Referring expression data:
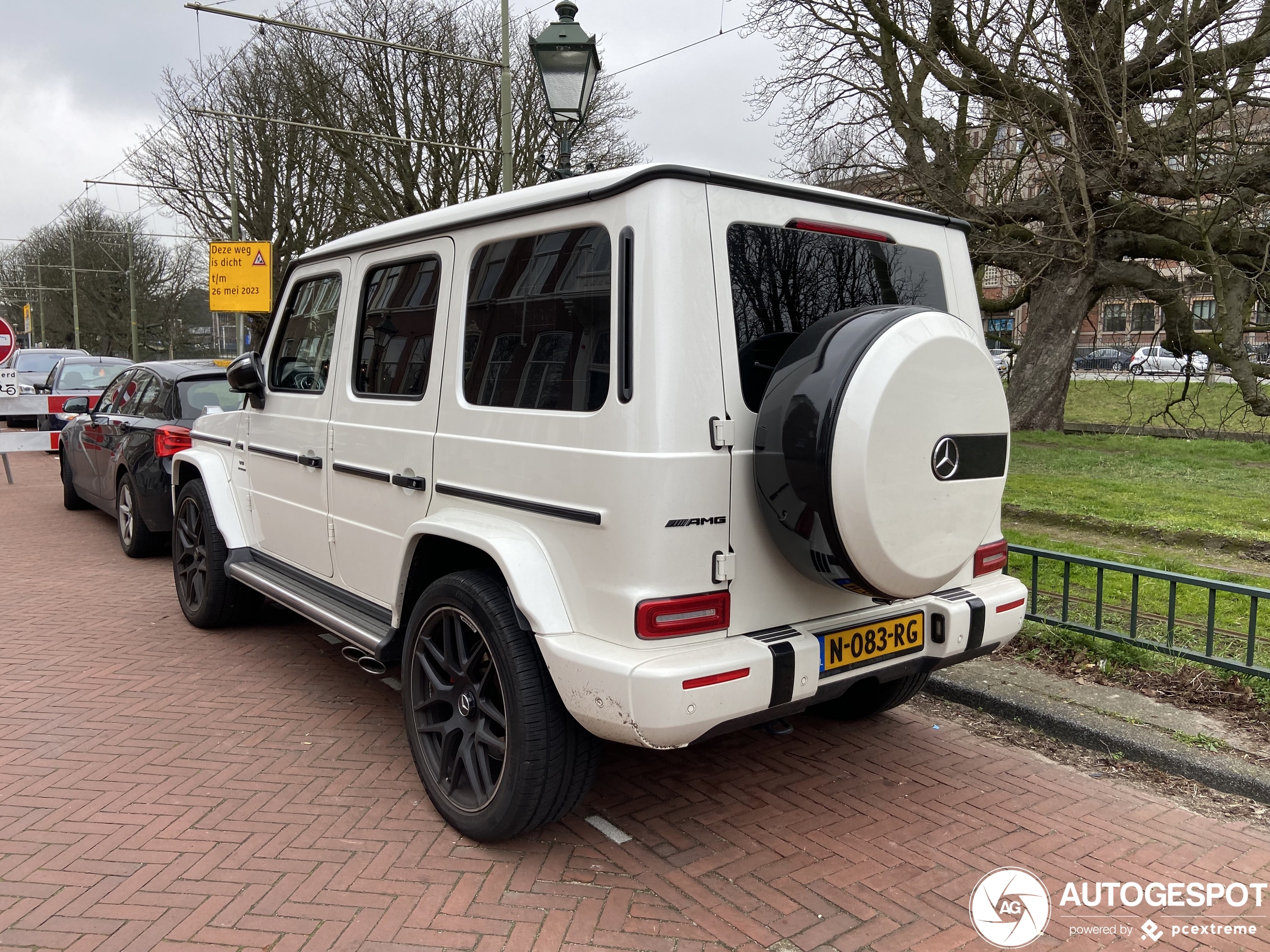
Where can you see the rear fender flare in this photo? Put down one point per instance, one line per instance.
(518, 553)
(206, 464)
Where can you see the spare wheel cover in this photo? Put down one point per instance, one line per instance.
(845, 461)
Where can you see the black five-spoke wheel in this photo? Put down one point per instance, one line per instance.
(459, 710)
(190, 555)
(497, 751)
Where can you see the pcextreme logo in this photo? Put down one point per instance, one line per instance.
(1010, 908)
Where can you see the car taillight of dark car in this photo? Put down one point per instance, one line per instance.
(170, 440)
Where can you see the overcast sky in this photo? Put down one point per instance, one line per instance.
(78, 80)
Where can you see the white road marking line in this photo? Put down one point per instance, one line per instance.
(615, 835)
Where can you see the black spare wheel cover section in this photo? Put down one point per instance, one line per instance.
(880, 450)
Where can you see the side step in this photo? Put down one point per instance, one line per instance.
(356, 620)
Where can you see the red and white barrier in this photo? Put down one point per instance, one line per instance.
(28, 441)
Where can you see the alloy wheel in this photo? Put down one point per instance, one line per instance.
(459, 715)
(126, 514)
(191, 558)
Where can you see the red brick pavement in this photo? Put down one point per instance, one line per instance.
(164, 788)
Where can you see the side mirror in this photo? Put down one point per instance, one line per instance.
(247, 376)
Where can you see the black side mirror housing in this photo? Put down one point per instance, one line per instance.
(247, 376)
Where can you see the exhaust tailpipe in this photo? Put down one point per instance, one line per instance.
(370, 666)
(368, 663)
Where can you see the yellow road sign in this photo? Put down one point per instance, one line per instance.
(240, 276)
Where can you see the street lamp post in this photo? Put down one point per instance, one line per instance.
(568, 64)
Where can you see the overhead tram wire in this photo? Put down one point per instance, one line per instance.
(346, 132)
(337, 34)
(680, 50)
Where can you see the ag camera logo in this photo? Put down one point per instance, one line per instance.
(1010, 908)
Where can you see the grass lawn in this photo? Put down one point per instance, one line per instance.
(1141, 403)
(1210, 488)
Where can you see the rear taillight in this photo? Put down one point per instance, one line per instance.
(845, 230)
(991, 558)
(170, 440)
(688, 615)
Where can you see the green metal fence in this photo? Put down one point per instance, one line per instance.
(1184, 616)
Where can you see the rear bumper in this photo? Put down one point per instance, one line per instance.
(638, 696)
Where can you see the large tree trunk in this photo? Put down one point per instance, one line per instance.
(1038, 381)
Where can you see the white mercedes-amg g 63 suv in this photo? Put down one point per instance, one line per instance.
(644, 456)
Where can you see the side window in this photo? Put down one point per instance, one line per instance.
(154, 403)
(538, 323)
(302, 352)
(396, 330)
(111, 396)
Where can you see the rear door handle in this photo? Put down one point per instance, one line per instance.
(410, 481)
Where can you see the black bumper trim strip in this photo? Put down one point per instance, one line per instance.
(528, 506)
(211, 440)
(782, 673)
(365, 474)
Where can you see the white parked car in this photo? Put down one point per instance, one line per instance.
(646, 456)
(1158, 360)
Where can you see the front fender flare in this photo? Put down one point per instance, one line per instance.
(518, 553)
(220, 492)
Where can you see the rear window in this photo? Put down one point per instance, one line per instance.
(210, 395)
(36, 362)
(538, 323)
(786, 280)
(88, 376)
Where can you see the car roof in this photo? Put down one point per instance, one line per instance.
(596, 187)
(180, 370)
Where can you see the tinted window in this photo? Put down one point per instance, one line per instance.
(112, 393)
(399, 318)
(538, 323)
(302, 352)
(786, 280)
(88, 376)
(153, 403)
(134, 394)
(206, 396)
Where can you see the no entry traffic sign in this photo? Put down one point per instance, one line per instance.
(8, 342)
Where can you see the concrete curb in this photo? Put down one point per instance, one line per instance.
(1109, 735)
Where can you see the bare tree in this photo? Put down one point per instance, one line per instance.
(302, 187)
(1082, 141)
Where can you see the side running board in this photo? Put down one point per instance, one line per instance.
(356, 620)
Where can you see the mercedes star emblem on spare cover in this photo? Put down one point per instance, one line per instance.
(946, 459)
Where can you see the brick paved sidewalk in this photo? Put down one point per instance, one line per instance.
(164, 788)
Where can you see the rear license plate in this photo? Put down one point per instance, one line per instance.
(876, 641)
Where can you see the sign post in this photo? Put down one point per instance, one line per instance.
(8, 340)
(240, 277)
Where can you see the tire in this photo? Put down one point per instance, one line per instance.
(135, 536)
(869, 699)
(208, 596)
(915, 386)
(70, 498)
(494, 746)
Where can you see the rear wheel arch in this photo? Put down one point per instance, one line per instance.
(456, 541)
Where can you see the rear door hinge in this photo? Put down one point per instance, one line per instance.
(723, 433)
(724, 568)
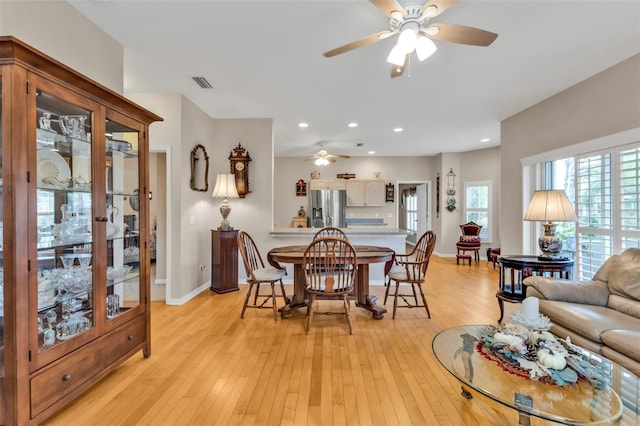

- [What is being asked] The data above should be restated exactly, with its images dropped.

- [Task output]
Where can you see the rear fender flare in this photo? Put down one point per instance, one line per instance.
(518, 553)
(206, 464)
Where can you see the spare wheel cover in this photo? Put down one point per instance, one line per instance.
(845, 461)
Where can you see the black five-spoke wheel in this photo? Put down one point per instance, one line per instance.
(459, 710)
(190, 555)
(497, 751)
Where can you see the pcextreme logo in this photo? Put down one point per instance, one line per instance.
(1010, 908)
Where can you see the car taillight of dark car in this photo? Put down one point per instance, one line per instance.
(170, 440)
Where can you see the overcast sky in this photo? Put down one point per instance, one line per instance.
(78, 80)
Where can you see the white road marking line in this photo? Put down one point per instance, one line per instance.
(615, 835)
Where can you see the black spare wheel cover section in this photo? Put down one point per instance, one line per instance.
(880, 450)
Where can you see the side step in this photo? Put down one point per instance, one line per instance.
(356, 620)
Where can you see the red and white barrier in this photo? Put down one point per instance, one line per instance.
(28, 441)
Where can you see the alloy wheel in this photo? Put down one point per instance, one line per instance.
(459, 715)
(126, 514)
(191, 558)
Where can you see the red brick pavement in this photo? Put down one point per instance, one line per instance.
(164, 788)
Where can you see the side mirror in this photo? Put down one point per instance, one line per instance.
(247, 376)
Where can you see the black side mirror housing in this photo? Put down one point per instance, one line per instance.
(247, 376)
Where can you see the exhaust tailpipe in this photo? Put down one point per instance, one line per instance.
(370, 666)
(368, 663)
Where can you see the yellow road sign in this photo? Put down one point per instance, one line per instance.
(240, 276)
Where can you see the street lamp post in this photo? Put down one point per instance, one line per instance.
(568, 64)
Where can you see the overhead tram wire in this photo? Put down one point per instance, one line per instance.
(346, 132)
(337, 34)
(680, 50)
Where can you see the ag camera logo in this photo? Put down one point per instance, one line per instance.
(1010, 908)
Where can you see the grass lawn in this photo? Put down one point per instance, one line per instance.
(1141, 403)
(1210, 488)
Where can you see the rear taillight in this photo? Put down one point per instance, one line per instance.
(845, 230)
(991, 558)
(170, 440)
(688, 615)
Where can you see the green metal fence in this photo? Put down one point per instance, one line per instance.
(1184, 616)
Where can you see the rear bumper in this photo? Put down one point per instance, one line per instance.
(638, 696)
Where can you see the large tree trunk in this photo? Put down one point per instance, one line per instance.
(1038, 381)
Where can you see the white mercedes-amg g 63 suv in this photo? Put down one point per instance, one line per instance.
(644, 456)
Where can you see the side window in this photo? Put down one point per instance, one line per instance.
(154, 403)
(538, 323)
(302, 352)
(396, 330)
(111, 396)
Where can you see the rear door handle in this photo? Put down one point per instance, one line per instance.
(410, 481)
Where can you see the black bumper trim strip in this photo? Put down one point per instance, one line per instance.
(528, 506)
(211, 440)
(782, 673)
(365, 474)
Where can you see the white parked car in this photo? Put down one point per instance, one line per instance.
(646, 456)
(1158, 360)
Where can you see the front fender flare in this photo? Put down one point per instance, one line per instance.
(518, 553)
(220, 492)
Where can you see the rear window in this photo? Put down one point per instance, one line per instance.
(210, 395)
(36, 362)
(538, 323)
(786, 280)
(88, 376)
Where can you see the car roof in this photo? Put down one point per instance, one line per instance.
(596, 187)
(180, 370)
Where can you see the tinted window in this photo? Put down one point per instance, one line per instance.
(112, 393)
(399, 318)
(538, 323)
(302, 352)
(786, 280)
(88, 376)
(153, 403)
(134, 394)
(206, 396)
Where can you see the no entry traffic sign in this photo? Put down one point per instance, one line per instance.
(8, 342)
Where can you see the concrete curb in this photo? Put down one point per instance, one line per instance.
(1109, 735)
Where can you see the bare tree in this photo? Put down one point per instance, one line per instance.
(302, 187)
(1082, 141)
Where can you see the side running board in this photo? Put down one point per instance, one line per instance.
(356, 620)
Where can you see the mercedes star emblem on spare cover in this photo? Put down one point per instance, one line per instance.
(946, 459)
Where can you see the brick paved sidewalk in this photo? Put down one point per instance, one line per instance.
(164, 788)
Where can you see the rear license plate in this photo? Put down one point per instance, one line per instance.
(876, 641)
Where can you see the sign post in this photo? Put down one point per instance, one line per instance.
(8, 340)
(240, 277)
Where can you see the tire in this photo? Put down one point per instance, one line per instance.
(135, 536)
(869, 699)
(208, 596)
(915, 386)
(70, 498)
(494, 746)
Where can you see the rear wheel arch in this photo? Put down one point per instance, one line per instance.
(456, 541)
Where can you see the rear door hinge in this photo? Put down one point per instance, one line per instance.
(723, 433)
(724, 568)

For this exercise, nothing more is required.